(Consigne)
Citez mot pour mot le passage du texte sur le refus de la RAMQ compris entre «Il est difficile» et «pour cette étude.», ces deux extraits inclus.

Il entreprend donc les démarches pour que Mme Alain aille se faire soigner en Alberta.
Santé Canada, le gouvernement albertain et l’équipe de spécialistes ont tous donné leur approbation pour soigner Mme Alain. La patiente est inscrite et prête à commencer les étapes du traitement expérimental, dont la majorité des frais sont couverts par l’étude clinique financée par les Instituts de recherche en santé du Canada.
«Le traitement est parfaitement ciblé pour elle», confirme l’oncologue.
La RAMQ ne veut pas payer
Mais le 27 juillet, soit deux semaines avant de décoller pour l’Alberta avec son conjoint et son fils de 4 ans, Stéphanie Alain est informée que la RAMQ refuse de couvrir les frais standards de son traitement, parce qu’il est lié à une étude clinique.
Ces frais sont à peu près les mêmes partout au pays et sont généralement couverts par la RAMQ, même à l’étranger. Ils comprennent l’hospitalisation, le suivi avec le médecin spécialiste au Québec, les imageries par résonnance magnétique (IRM), les rayons X et les prises de sang, par exemple.
Stéphanie Alain est sous le choc: jamais un tel refus n’avait été envisagé par son oncologue.
«On ne demande pas à la RAMQ de payer pour l’étude, on demande un soutien financier des frais de base», fait-elle valoir.
«Je ne peux pas croire qu’une décision administrative de la RAMQ pouvait détruire mes chances de survie, surtout que le traitement est disponible ici, au Canada. J’étais dans la pensée que j’allais guérir, pas que j’allais mourir. Je me disais que ça allait paver la voie pour les autres personnes avec ce cancer.»
Il est difficile de connaître le montant exact pour ces frais, puisqu’il dépendra de la manière dont elle réagit au traitement.
«De ce que je comprends, c’est entre 100 000$ et 200 000$. C’est un gros montant d’argent pour la majorité des personnes, mais pas pour une organisation comme la RAMQ», soutient Mme Alain.
La Régie de l'Assurance maladie du Québec a bénéficié d’un budget de 13,6 milliards $ pour l’année 2021-2022.
«Je ne comprends pas pourquoi le Québec ne veut pas supporter la patiente. Il n’y a pas d’autres traitements pour elle», lance quant à lui le Dr Saleh.
«Et ce n’est pas comme si 15 000 autres personnes faisaient cette étude. C’est assez rare de trouver un patient avec ce cancer. C’est une étude clinique qui va servir à tous les Canadiens et Canadiennes.»
Il souligne que Mme Alain n’est pas la seule patiente québécoise qu’il a identifiée pour cette étude.

(Liste des données)
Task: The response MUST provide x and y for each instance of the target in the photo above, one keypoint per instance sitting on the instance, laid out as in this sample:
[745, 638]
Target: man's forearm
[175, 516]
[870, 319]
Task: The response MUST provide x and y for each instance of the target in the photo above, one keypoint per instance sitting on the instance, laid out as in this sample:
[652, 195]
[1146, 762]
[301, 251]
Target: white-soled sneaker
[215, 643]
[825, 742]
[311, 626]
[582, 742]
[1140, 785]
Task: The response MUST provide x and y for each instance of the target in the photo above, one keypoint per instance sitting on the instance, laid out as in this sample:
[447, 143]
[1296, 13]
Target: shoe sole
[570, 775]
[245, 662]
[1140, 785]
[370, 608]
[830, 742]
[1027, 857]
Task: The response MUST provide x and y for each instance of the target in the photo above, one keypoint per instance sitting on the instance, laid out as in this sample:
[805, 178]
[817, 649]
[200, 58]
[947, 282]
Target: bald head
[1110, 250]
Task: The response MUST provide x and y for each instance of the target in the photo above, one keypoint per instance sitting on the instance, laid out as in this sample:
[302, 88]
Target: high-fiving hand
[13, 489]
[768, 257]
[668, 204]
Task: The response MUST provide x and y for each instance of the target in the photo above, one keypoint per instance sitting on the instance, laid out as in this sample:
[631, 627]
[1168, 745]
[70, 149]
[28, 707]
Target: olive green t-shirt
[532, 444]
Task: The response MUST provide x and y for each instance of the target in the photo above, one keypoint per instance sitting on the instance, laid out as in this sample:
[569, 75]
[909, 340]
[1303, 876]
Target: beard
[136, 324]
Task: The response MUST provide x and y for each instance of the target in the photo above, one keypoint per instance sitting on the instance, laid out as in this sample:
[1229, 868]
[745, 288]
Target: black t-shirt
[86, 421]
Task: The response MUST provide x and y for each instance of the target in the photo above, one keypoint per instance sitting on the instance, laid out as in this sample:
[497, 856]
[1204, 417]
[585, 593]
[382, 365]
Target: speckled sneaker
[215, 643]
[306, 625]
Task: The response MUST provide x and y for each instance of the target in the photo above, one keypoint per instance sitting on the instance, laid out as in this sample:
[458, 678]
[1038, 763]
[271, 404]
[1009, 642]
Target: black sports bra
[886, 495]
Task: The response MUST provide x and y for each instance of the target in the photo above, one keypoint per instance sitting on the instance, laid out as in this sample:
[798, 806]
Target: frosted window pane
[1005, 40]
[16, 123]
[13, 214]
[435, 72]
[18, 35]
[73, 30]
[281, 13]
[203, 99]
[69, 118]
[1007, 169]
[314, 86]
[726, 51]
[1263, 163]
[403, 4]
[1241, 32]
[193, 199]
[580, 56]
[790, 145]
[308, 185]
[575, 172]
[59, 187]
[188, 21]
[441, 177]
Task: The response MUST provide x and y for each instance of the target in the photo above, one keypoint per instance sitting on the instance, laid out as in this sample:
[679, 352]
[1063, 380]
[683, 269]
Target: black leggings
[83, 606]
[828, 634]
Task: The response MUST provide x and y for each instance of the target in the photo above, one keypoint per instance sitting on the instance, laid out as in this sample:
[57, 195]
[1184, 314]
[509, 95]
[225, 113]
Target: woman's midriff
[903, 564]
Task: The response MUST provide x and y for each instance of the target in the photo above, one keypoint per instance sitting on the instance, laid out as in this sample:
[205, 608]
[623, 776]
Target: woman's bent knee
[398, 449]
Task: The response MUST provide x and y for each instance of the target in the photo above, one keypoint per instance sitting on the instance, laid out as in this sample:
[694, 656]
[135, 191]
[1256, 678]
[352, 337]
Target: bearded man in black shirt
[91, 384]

(Corrigé)
Il est difficile de connaître le montant exact pour ces frais, puisqu’il dépendra de la manière dont elle réagit au traitement.
«De ce que je comprends, c’est entre 100 000$ et 200 000$. C’est un gros montant d’argent pour la majorité des personnes, mais pas pour une organisation comme la RAMQ», soutient Mme Alain.
La Régie de l'Assurance maladie du Québec a bénéficié d’un budget de 13,6 milliards $ pour l’année 2021-2022.
«Je ne comprends pas pourquoi le Québec ne veut pas supporter la patiente. Il n’y a pas d’autres traitements pour elle», lance quant à lui le Dr Saleh.
«Et ce n’est pas comme si 15 000 autres personnes faisaient cette étude. C’est assez rare de trouver un patient avec ce cancer. C’est une étude clinique qui va servir à tous les Canadiens et Canadiennes.»
Il souligne que Mme Alain n’est pas la seule patiente québécoise qu’il a identifiée pour cette étude.